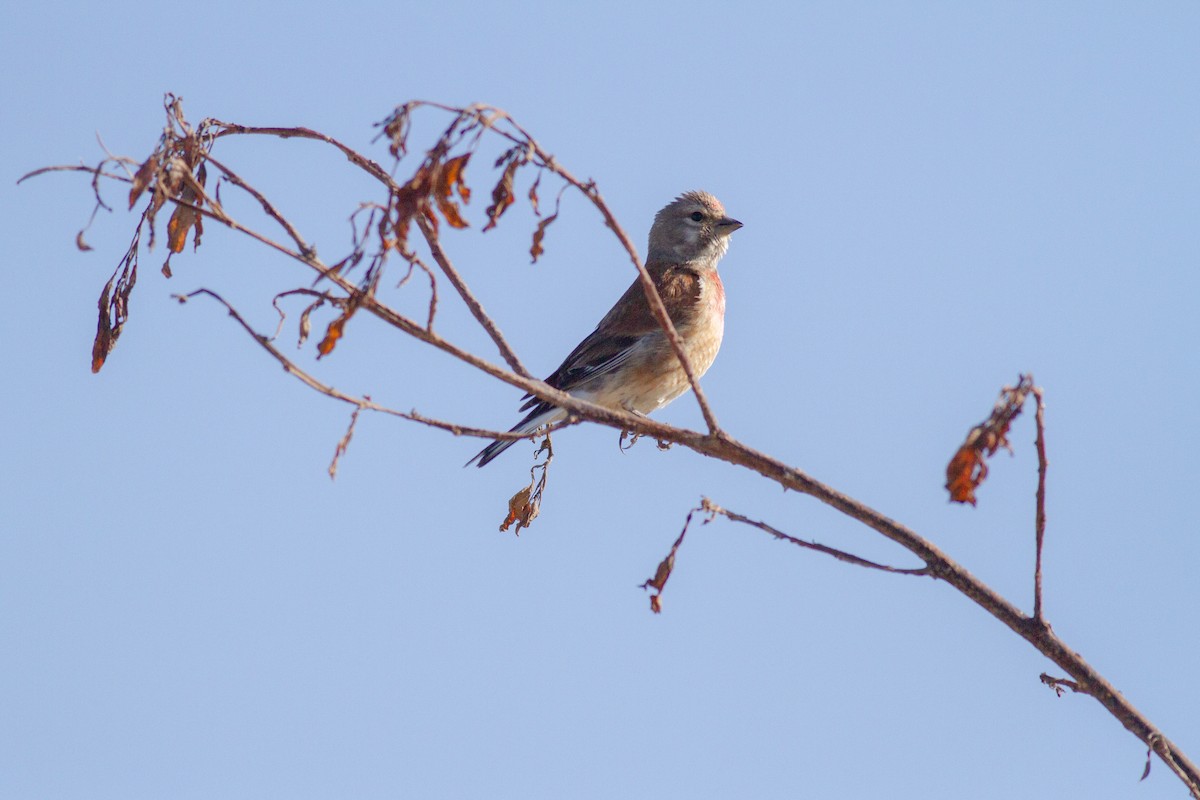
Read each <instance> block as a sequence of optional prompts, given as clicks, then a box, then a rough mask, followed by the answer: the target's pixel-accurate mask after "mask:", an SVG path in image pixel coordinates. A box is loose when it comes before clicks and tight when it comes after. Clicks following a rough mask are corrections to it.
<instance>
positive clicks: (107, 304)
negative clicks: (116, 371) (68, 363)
mask: <svg viewBox="0 0 1200 800" xmlns="http://www.w3.org/2000/svg"><path fill="white" fill-rule="evenodd" d="M114 277H115V276H114ZM113 279H114V278H109V279H108V283H106V284H104V289H103V290H102V291H101V293H100V302H98V303H97V306H98V307H100V319H98V320H97V323H96V338H95V339H94V341H92V343H91V371H92V373H94V374H95V373H97V372H100V368H101V367H103V366H104V360H106V359H107V357H108V354H109V353H112V351H113V345H114V344H115V343H116V337H114V336H113V323H112V320H110V318H109V315H108V306H109V295H110V293H112V291H113Z"/></svg>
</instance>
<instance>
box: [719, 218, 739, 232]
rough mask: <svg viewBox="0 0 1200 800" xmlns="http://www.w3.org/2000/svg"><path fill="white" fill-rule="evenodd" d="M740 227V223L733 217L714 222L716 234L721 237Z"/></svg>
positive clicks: (737, 228) (724, 218)
mask: <svg viewBox="0 0 1200 800" xmlns="http://www.w3.org/2000/svg"><path fill="white" fill-rule="evenodd" d="M740 227H742V223H740V222H738V221H737V219H734V218H733V217H721V218H720V219H718V222H716V233H719V234H720V235H722V236H728V235H730V234H731V233H733V231H734V230H737V229H738V228H740Z"/></svg>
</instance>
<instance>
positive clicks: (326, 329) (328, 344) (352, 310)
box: [317, 302, 359, 359]
mask: <svg viewBox="0 0 1200 800" xmlns="http://www.w3.org/2000/svg"><path fill="white" fill-rule="evenodd" d="M358 309H359V306H358V303H353V302H352V303H347V306H346V308H344V309H343V311H342V313H341V315H340V317H338V318H337V319H335V320H334V321H331V323H330V324H329V327H326V329H325V338H323V339H322V341H320V343H319V344H318V345H317V357H318V359H320V357H322V356H326V355H329V354H330V353H332V351H334V348H335V347H336V345H337V341H338V339H340V338H342V335H343V332H344V329H346V323H348V321H349V320H350V317H353V315H354V312H355V311H358Z"/></svg>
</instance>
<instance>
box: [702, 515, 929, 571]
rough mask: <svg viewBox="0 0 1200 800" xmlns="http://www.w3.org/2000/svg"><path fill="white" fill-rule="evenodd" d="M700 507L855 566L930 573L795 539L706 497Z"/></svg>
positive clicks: (803, 547) (781, 532) (798, 544)
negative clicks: (737, 512) (902, 567)
mask: <svg viewBox="0 0 1200 800" xmlns="http://www.w3.org/2000/svg"><path fill="white" fill-rule="evenodd" d="M700 507H701V509H703V510H704V511H707V512H709V513H710V515H714V516H715V515H720V516H722V517H725V518H726V519H731V521H732V522H740V523H743V524H746V525H750V527H752V528H757V529H758V530H762V531H764V533H768V534H770V535H772V536H774V537H775V539H778V540H780V541H785V542H790V543H792V545H796V546H797V547H803V548H805V549H810V551H816V552H818V553H824V554H826V555H832V557H833V558H835V559H838V560H839V561H845V563H846V564H853V565H856V566H862V567H866V569H869V570H882V571H883V572H892V573H893V575H929V573H930V571H929V566H928V565H926V566H923V567H917V569H901V567H895V566H888V565H887V564H877V563H876V561H870V560H868V559H864V558H862V557H858V555H854V554H853V553H847V552H846V551H839V549H836V548H834V547H828V546H826V545H818V543H817V542H806V541H804V540H803V539H797V537H796V536H791V535H788V534H785V533H784V531H781V530H779V529H778V528H772V527H770V525H768V524H767V523H764V522H760V521H757V519H750V518H749V517H745V516H743V515H740V513H737V512H734V511H728V510H727V509H722V507H721V506H719V505H716V504H715V503H713V501H712V500H709V499H708V498H703V499H702V500H701V504H700Z"/></svg>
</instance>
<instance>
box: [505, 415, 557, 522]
mask: <svg viewBox="0 0 1200 800" xmlns="http://www.w3.org/2000/svg"><path fill="white" fill-rule="evenodd" d="M542 453H545V455H546V459H545V461H541V462H539V461H538V457H539V456H541V455H542ZM533 457H534V462H535V463H534V465H533V467H530V468H529V486H527V487H524V488H523V489H521V491H520V492H517V493H516V494H514V495H512V497H511V498H510V499H509V515H508V516H506V517H505V518H504V522H502V523H500V531H502V533H503V531H506V530H508V529H509V527H510V525H511V524H512V523H516V524H517V527H516V529H515V530H514V531H512V533H514V534H516V535H517V536H520V535H521V529H522V528H528V527H529V525H530V524H533V521H534V519H536V518H538V513H539V512H540V511H541V499H542V495H544V494H545V493H546V479H547V477H548V476H550V462H552V461H554V446H553V444H552V443H551V440H550V434H548V433H547V434H546V438H545V439H542V441H541V446H539V447H538V450H535V451H534V453H533ZM539 470H540V471H541V475H539V474H538V473H539Z"/></svg>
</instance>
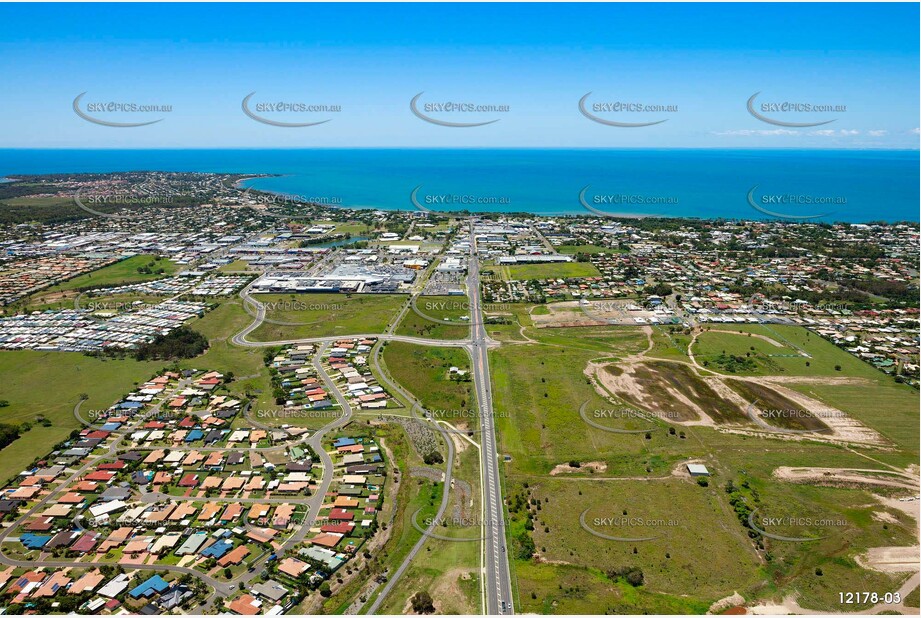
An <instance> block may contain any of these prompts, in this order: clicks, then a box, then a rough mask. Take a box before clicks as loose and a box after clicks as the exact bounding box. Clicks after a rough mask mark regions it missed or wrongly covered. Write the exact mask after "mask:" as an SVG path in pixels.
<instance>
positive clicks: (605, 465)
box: [550, 461, 608, 476]
mask: <svg viewBox="0 0 921 618" xmlns="http://www.w3.org/2000/svg"><path fill="white" fill-rule="evenodd" d="M607 469H608V464H606V463H604V462H603V461H589V462H587V463H583V464H581V465H580V466H579V467H578V468H573V467H572V466H570V465H569V464H568V463H566V464H559V465H557V466H554V468H553V470H551V471H550V476H558V475H560V474H574V473H576V472H585V471H586V470H591V471H594V472H605V471H607Z"/></svg>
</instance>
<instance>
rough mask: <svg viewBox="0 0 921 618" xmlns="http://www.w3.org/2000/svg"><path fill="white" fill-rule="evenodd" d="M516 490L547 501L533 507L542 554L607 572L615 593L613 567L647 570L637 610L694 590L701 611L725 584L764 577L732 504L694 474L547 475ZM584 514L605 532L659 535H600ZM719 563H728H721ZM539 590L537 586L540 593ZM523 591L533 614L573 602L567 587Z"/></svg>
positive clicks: (532, 588)
mask: <svg viewBox="0 0 921 618" xmlns="http://www.w3.org/2000/svg"><path fill="white" fill-rule="evenodd" d="M510 491H511V492H512V493H515V492H519V491H520V492H524V493H525V494H526V495H527V496H528V497H529V498H530V499H532V500H534V501H536V502H537V503H538V504H540V506H541V508H540V510H532V513H533V521H534V531H533V532H532V537H533V540H534V544H535V547H536V551H537V553H538V555H539V556H540V557H541V559H542V560H545V561H547V562H552V563H559V564H569V565H574V566H578V567H582V568H583V569H585V570H588V571H595V570H597V571H600V572H601V575H602V577H603V579H606V580H608V582H607V584H608V586H610V587H611V588H612V591H616V590H618V586H617V585H616V584H617V579H618V578H617V577H616V576H612V575H610V574H608V573H609V572H611V571H614V570H616V569H618V568H622V567H627V568H632V567H639V568H641V569H642V571H643V574H644V576H645V583H644V585H643V586H642V588H637V589H634V591H635V592H637V593H638V594H639V598H637V599H636V601H639V607H636V608H635V609H634V611H631V612H630V613H647V612H651V613H658V612H659V611H660V610H664V609H666V608H669V607H670V606H672V603H674V602H675V601H676V600H677V597H680V596H681V595H684V594H687V593H688V592H689V591H693V594H692V595H691V596H690V598H689V599H688V600H687V601H685V603H688V604H689V606H688V609H689V610H693V609H694V602H695V600H696V601H697V602H698V603H699V602H700V601H704V602H706V603H707V605H709V603H710V602H712V601H715V600H717V599H719V598H721V597H722V596H725V595H724V593H723V591H725V590H730V591H731V590H744V589H746V588H749V587H751V586H753V585H755V584H756V583H757V581H758V559H757V556H756V555H755V552H754V550H753V548H752V547H751V545H750V544H749V542H748V538H747V536H746V535H745V534H744V532H743V530H742V529H741V528H740V527H739V526H738V525H737V523H736V522H735V516H734V515H733V514H731V513H727V511H726V509H725V508H724V504H723V500H724V499H723V497H722V496H721V495H720V494H722V493H723V492H721V491H720V490H718V489H716V488H702V487H698V486H697V485H696V484H695V483H694V482H692V481H691V480H690V479H679V478H670V479H665V480H650V481H620V482H616V483H609V482H603V481H587V482H578V481H573V480H571V479H543V480H540V481H532V482H531V483H530V485H529V487H527V488H524V487H523V486H518V485H513V486H511V487H510ZM583 512H585V523H586V525H587V527H588V528H590V529H591V530H593V531H596V532H599V533H601V534H605V535H608V536H615V537H619V538H631V539H639V538H649V537H654V538H653V539H652V540H649V541H614V540H608V539H603V538H599V537H597V536H595V535H593V534H591V533H590V532H589V531H587V530H585V529H584V528H583V527H582V525H581V524H580V515H581V514H582V513H583ZM625 512H626V515H624V513H625ZM624 517H626V518H627V519H626V520H624V519H623V518H624ZM615 522H616V523H615ZM702 547H706V548H707V552H706V553H707V558H706V560H701V559H700V550H701V548H702ZM714 564H719V565H720V566H721V568H719V569H714V568H713V565H714ZM531 592H536V596H537V598H536V599H534V598H531ZM659 594H664V595H667V596H666V600H667V602H666V603H665V604H664V606H663V607H661V608H660V607H659V606H658V603H657V600H656V596H658V595H659ZM519 595H520V597H521V603H522V610H523V611H525V612H527V611H540V609H541V608H542V607H546V606H549V605H551V604H552V602H553V601H561V602H562V603H564V604H565V603H566V595H565V594H561V591H560V590H559V588H557V589H554V588H553V587H549V588H548V587H547V586H546V585H545V584H538V583H531V582H527V581H526V582H522V580H521V579H520V578H519ZM611 596H612V598H611V600H610V601H606V602H605V604H603V605H602V606H601V607H605V606H608V605H609V604H610V603H613V604H614V605H613V607H618V606H619V605H620V604H619V603H618V602H617V597H618V596H619V595H617V594H614V595H611ZM624 601H626V599H624ZM575 607H577V605H576V606H574V607H573V608H566V607H565V605H564V607H559V606H558V607H556V608H555V609H554V612H565V613H570V612H571V611H574V610H575Z"/></svg>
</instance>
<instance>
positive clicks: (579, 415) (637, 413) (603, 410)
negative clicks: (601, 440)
mask: <svg viewBox="0 0 921 618" xmlns="http://www.w3.org/2000/svg"><path fill="white" fill-rule="evenodd" d="M588 403H589V402H587V401H586V402H585V403H583V404H582V405H581V406H580V407H579V418H581V419H582V420H583V421H584V422H585V423H586V424H588V425H590V426H592V427H594V428H595V429H600V430H601V431H607V432H608V433H621V434H640V433H643V434H645V433H650V432H652V431H656V430H658V429H660V428H659V427H656V426H655V425H653V424H652V422H653V420H654V418H655V417H654V416H653V415H651V414H650V413H648V412H645V411H643V410H638V409H636V408H594V409H591V410H590V409H589V407H588ZM664 418H666V419H674V420H680V417H679V416H678V415H677V414H676V413H674V412H671V411H666V412H665V413H664ZM611 420H614V421H640V422H642V423H646V424H647V425H648V426H647V427H646V428H641V429H620V428H618V427H611V426H610V425H608V424H606V423H605V422H603V421H611Z"/></svg>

### TASK TO COMPLETE
From the opening line of the entries above to the line that holds "positive clicks: (107, 304)", inclusive, reproduce each line exactly and omit any picture.

### REPLY TO THE EXERCISE
Read each <instance> block as a sequence of optional prompts, given as clicks, then a box, then a rough mask, followed by the answer: the target's pixel-accurate mask after "mask:", an SVG path in image pixel coordinates. A box is loose when it comes before clicks and tight when it comes after. Clicks following a rough mask are corrections to it.
<instance>
positive clicks: (107, 304)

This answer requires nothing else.